## Start MATERIAL FOR THIS TASK

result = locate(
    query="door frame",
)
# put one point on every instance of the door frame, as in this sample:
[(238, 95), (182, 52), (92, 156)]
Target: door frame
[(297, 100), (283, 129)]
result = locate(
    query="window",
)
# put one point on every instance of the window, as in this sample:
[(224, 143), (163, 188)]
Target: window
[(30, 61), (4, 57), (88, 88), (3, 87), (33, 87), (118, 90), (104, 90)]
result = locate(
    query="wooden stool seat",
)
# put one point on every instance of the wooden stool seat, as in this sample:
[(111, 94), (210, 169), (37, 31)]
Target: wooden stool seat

## End MATERIAL FOR THIS TASK
## Start MATERIAL FOR THIS TASK

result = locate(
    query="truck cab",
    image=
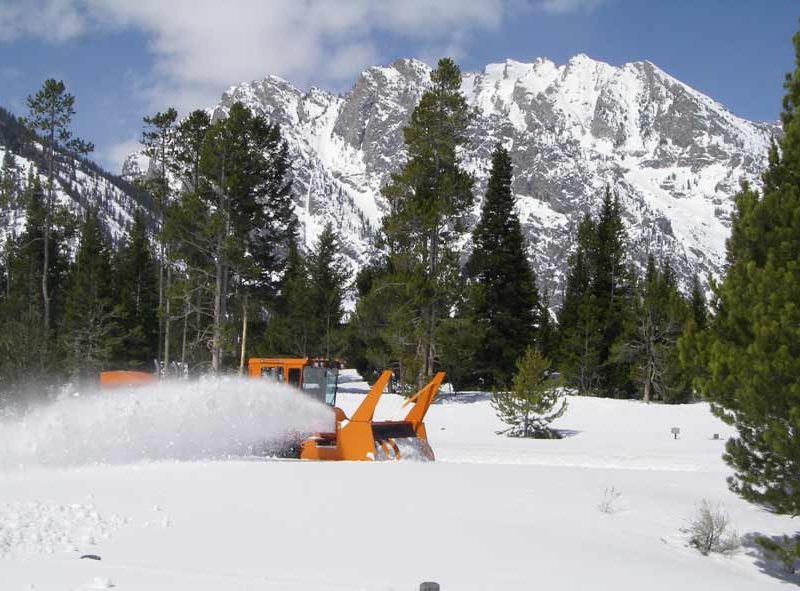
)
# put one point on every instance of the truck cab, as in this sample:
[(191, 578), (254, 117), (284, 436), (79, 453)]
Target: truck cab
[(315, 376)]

## End MATERIAL FOR THIS TASK
## Start MATERIAL FOR THIS TASK

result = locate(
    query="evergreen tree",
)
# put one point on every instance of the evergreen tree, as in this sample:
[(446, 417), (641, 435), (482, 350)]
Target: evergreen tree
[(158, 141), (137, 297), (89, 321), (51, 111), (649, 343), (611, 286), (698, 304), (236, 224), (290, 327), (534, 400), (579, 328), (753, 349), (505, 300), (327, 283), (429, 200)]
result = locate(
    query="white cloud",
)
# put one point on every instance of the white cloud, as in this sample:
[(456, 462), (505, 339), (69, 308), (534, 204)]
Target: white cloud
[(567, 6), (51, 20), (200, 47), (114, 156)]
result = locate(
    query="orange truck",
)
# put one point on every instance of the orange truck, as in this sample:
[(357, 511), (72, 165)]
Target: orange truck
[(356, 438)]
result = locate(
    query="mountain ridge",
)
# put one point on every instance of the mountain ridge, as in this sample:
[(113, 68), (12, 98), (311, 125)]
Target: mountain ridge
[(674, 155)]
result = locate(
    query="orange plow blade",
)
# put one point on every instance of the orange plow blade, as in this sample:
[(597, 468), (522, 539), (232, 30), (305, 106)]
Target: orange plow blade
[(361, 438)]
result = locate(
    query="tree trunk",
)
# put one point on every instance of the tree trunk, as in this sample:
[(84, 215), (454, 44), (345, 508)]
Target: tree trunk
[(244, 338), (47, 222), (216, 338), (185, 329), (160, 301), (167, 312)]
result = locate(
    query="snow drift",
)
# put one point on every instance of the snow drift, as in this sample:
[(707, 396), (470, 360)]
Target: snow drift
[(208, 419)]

## End MATERIAL FOR THIS TASK

State how many of the lines above contain the string "evergreen", treating case as significant. Give only the number.

FINISHED ANSWER
3